Task goal
Write out the rows verbatim, from the line with "One point marks each instance of the white cloud." up to and including the final line of the rows.

Point placement records
================================

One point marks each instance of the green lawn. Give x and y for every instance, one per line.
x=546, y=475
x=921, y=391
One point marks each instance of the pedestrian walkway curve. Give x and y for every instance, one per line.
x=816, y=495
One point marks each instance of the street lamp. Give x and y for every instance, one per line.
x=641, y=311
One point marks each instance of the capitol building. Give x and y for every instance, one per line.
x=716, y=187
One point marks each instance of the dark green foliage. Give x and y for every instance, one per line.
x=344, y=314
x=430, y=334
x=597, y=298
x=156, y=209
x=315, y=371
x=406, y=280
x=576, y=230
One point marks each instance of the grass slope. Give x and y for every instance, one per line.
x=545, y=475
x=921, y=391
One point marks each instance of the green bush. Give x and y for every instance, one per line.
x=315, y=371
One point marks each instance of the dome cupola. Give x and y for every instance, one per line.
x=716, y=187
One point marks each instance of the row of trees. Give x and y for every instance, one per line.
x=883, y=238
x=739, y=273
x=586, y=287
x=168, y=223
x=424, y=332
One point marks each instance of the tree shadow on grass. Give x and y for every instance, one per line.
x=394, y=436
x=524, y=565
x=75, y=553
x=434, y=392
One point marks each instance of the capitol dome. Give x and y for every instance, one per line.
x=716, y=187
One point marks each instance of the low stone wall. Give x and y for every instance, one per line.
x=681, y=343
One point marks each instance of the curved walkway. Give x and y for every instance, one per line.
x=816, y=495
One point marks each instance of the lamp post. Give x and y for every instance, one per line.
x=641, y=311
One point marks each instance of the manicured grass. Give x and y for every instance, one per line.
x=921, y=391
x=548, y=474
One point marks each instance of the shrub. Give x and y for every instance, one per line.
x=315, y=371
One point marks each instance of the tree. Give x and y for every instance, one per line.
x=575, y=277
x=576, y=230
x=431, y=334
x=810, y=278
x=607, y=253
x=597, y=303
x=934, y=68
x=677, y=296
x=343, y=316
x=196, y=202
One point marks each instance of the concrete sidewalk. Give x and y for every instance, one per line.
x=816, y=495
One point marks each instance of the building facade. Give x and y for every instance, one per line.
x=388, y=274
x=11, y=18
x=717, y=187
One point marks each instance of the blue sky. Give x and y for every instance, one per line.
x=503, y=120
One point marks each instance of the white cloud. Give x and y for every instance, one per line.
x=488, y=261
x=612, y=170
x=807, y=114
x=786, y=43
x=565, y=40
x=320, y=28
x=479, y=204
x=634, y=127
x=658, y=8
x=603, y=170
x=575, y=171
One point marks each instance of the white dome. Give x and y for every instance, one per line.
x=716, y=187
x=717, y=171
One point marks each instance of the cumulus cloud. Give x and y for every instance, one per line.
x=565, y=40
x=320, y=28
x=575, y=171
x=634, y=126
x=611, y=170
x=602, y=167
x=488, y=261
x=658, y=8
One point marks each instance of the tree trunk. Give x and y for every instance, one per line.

================================

The reply
One point marks each instance of the white cloud. Give x and y for every instance, one per line.
x=488, y=261
x=612, y=170
x=807, y=114
x=786, y=43
x=565, y=40
x=320, y=28
x=479, y=204
x=634, y=127
x=658, y=8
x=603, y=170
x=575, y=171
One point marks each instance of the white dome. Give x and y for every instance, one per line.
x=716, y=187
x=717, y=171
One point marks each instance of the cumulus cloud. Give x and y for every instance, one per line.
x=565, y=40
x=320, y=28
x=575, y=171
x=634, y=126
x=611, y=170
x=602, y=167
x=488, y=261
x=658, y=8
One point marks each instance of the tree trunk. Give x and y for every instance, one per line.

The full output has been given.